* Begin PASSAGE TO READ *

The whole existential thinking-philosophizing of Sartre arises from the conviction and the argument that there is no human nature; that is, Sartre’s existentialism in its entirety is grounded in a denial of the existence of something that might be called human nature.
For Sartre, there is no fixed, pre-determined, unchanging, necessary, stable, and already decided universal essence or nature joining together all human beings and hence confining them to specific pre-established and pre-decided ways of being or ways of existing in the world.
Sartre’s denial of the existence of human nature is grounded in how he thinks towards, problematizes, and responds to the traditional distinction between the notions of essence and existence, that is, between the whatness of the thing and the mere existence of that thing in the world.
Sartre rejects the view, holding sway and shaping philosophy since Plato, that there exist unchanging, fixed, stable, pre-determined, necessary, and universal essences or natures that precede and therefore determine, decide, establish, and govern the accidental and fleeting existence of the things in the world.
For Sartre, terms such as “essence” and “nature” are problematic because they distort and fail to comprehend the being of the human being, that is, the being of the for-itself.

* End PASSAGE TO READ *

> **WHAT YOU SHOULD DO**: In two sentences, summarize the passage on Sartre and human nature. Rely only on the passage on Sartre and human nature.

* Begin DATA PROVIDED *

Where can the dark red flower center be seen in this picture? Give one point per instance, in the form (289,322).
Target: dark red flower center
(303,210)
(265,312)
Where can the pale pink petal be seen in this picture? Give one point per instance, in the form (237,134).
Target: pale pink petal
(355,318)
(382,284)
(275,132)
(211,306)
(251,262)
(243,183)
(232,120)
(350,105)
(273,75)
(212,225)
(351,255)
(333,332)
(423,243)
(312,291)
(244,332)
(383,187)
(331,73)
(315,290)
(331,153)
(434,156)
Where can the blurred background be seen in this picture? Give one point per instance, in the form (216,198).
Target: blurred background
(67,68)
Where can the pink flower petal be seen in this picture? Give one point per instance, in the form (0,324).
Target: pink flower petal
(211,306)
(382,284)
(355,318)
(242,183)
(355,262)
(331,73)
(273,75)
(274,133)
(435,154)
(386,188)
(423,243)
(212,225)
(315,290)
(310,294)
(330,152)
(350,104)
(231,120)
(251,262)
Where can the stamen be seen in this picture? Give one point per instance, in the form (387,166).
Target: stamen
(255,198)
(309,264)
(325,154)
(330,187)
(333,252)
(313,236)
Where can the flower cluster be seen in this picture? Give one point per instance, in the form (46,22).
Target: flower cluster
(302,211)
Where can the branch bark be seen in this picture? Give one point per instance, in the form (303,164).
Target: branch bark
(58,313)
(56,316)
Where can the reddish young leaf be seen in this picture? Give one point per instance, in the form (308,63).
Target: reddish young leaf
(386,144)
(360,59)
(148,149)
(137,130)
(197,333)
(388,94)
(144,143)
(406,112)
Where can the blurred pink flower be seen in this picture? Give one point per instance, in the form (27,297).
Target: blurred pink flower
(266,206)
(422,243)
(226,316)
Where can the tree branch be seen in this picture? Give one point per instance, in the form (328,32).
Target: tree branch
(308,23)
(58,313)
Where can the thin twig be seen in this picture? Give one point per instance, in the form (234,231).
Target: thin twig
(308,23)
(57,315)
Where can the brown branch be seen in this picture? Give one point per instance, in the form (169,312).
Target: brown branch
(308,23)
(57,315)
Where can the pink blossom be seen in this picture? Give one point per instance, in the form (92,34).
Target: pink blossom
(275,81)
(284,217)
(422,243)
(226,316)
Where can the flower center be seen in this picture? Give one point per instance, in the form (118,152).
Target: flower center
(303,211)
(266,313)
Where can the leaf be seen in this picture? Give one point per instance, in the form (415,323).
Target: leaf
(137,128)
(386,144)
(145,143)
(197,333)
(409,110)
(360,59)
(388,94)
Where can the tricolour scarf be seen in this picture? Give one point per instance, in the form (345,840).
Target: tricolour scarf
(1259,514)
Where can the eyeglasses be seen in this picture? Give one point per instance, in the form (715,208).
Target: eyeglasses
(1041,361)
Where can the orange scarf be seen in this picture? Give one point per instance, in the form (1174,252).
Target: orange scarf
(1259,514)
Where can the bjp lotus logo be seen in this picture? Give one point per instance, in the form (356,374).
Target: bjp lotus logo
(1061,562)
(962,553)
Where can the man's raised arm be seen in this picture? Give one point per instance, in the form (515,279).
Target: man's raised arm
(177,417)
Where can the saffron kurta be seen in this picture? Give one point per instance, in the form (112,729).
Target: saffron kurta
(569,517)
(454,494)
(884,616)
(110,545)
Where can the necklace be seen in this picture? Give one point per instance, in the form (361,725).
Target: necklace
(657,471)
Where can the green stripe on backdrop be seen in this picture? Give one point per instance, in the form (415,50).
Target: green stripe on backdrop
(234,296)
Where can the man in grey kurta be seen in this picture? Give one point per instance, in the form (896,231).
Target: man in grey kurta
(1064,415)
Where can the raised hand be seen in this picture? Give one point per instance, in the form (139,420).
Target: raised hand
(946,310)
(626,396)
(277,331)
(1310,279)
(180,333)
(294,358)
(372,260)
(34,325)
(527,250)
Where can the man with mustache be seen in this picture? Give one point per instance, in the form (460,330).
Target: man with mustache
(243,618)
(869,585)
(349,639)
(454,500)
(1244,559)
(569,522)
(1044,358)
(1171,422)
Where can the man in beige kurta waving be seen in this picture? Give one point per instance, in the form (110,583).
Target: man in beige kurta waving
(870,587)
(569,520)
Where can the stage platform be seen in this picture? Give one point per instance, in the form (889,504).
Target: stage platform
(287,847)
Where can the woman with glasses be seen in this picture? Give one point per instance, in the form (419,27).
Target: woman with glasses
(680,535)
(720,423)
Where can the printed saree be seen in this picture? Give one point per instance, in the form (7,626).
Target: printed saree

* End DATA PROVIDED *

> **REPLY TO THE EXERCISE**: Sartre's existentialism rests entirely on the denial that there is a human nature, meaning a fixed, universal essence that binds all human beings to pre-established ways of existing. This denial comes from his response to the traditional distinction between essence and existence: he rejects the view, dominant since Plato, that unchanging essences precede and determine existence, and he holds that terms like "essence" and "nature" distort the being of the for-itself.